Tasks to carry out:
a) Quote the passage on convicted terrorists in U.S. prisons word for word, beginning at the words "We are taking" and stopping after "to a close.".
b) Does the passage on convicted terrorists in U.S. prisons support each statement below? Answer yes or no and quote the deciding words. (i) The count of 443 imprisoned convicted terrorists is given as of April 2016. (ii) The two bombs at the Boston Marathon went off at the same moment. (iii) Sean Collier was an MIT police officer.
c) Answer these questions from the passage on convicted terrorists in U.S. prisons:
(i) Which newspaper is cited for the number of imprisoned convicted terrorists?
(ii) What kind of bombs did the brothers set?
(iii) What did the brothers do right after killing Sean Collier?

Selected extract:
******

There were 443 convicted terrorists imprisoned in the United States (as of April 2016), according to The New York Times. They are serving sentences for crimes ranging from sharing ISIS propaganda online to carrying out terror attacks on U.S soil.
We are taking a snapshot of some of those people and telling you their stories.
Brothers Tamerlan and Dzhokhar Tsarnaev killed three people and injured hundred (including 16 who lost limbs) in a bombing carried out at the Boston Marathon on April 13, 2013. They set two homemade pressure cooker bombs, which detonated 12 seconds apart at the finish line of the race as it was drawing to a close.
The brothers remained at large for several days in the city as police struggled to identify the perpetrators. But on April 18, Tamerlan and Dzhokhar shot and killed MIT police officer Sean Collier before hijacking a car and speeding off. Police gave chase while the brothers fired guns and hurled explosives at them in return.

******

Source material:
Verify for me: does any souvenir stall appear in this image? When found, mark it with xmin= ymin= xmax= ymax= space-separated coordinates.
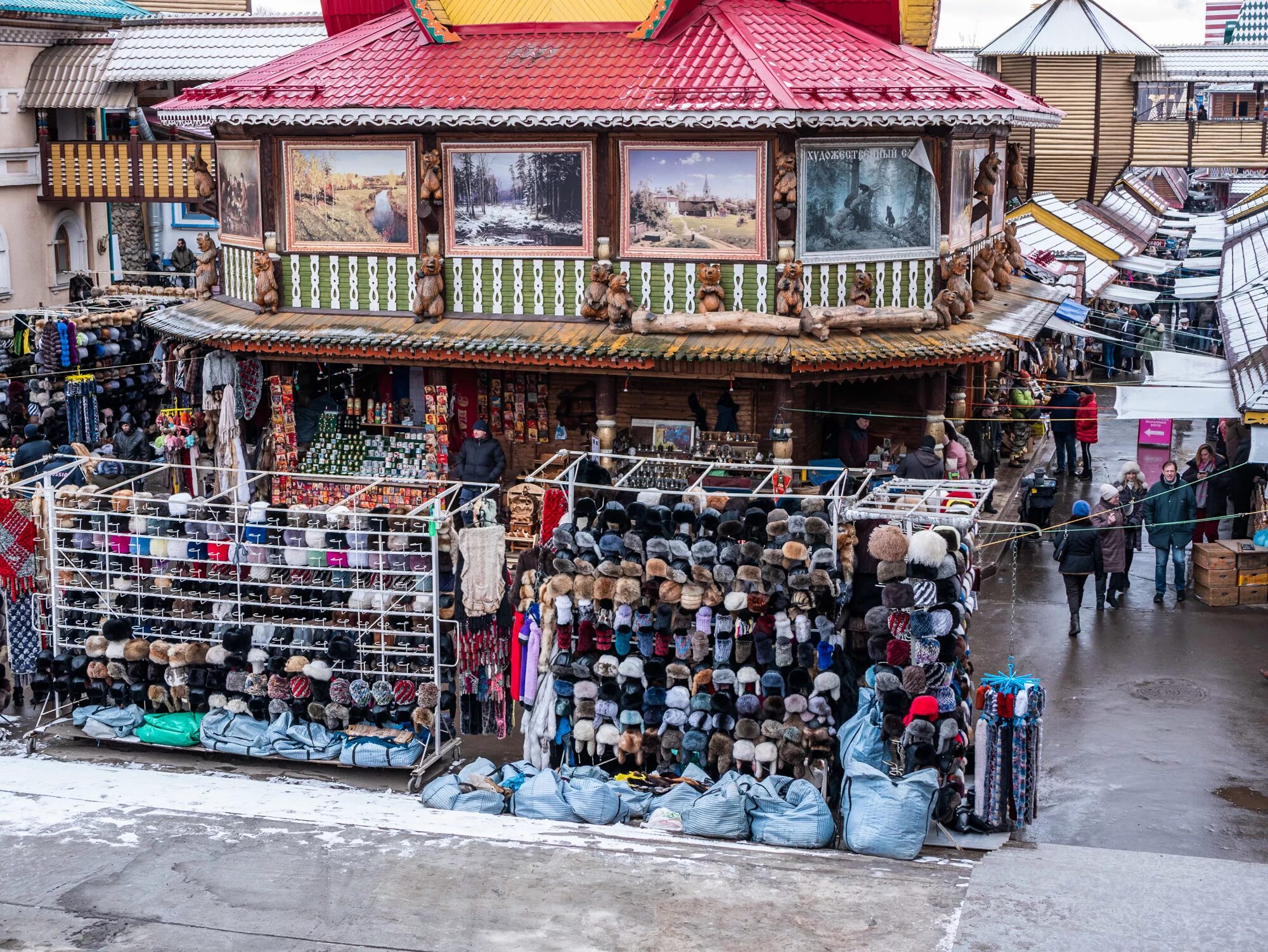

******

Task-by-task solutions:
a)
We are taking a snapshot of some of those people and telling you their stories.
Brothers Tamerlan and Dzhokhar Tsarnaev killed three people and injured hundred (including 16 who lost limbs) in a bombing carried out at the Boston Marathon on April 13, 2013. They set two homemade pressure cooker bombs, which detonated 12 seconds apart at the finish line of the race as it was drawing to a close.

b)
(i) Yes: "There were 443 convicted terrorists imprisoned in the United States (as of April 2016)"
(ii) No: "which detonated 12 seconds apart at the finish line of the race"
(iii) Yes: "MIT police officer Sean Collier"

c)
(i) The New York Times
(ii) Two homemade pressure cooker bombs
(iii) They hijacked a car and sped off.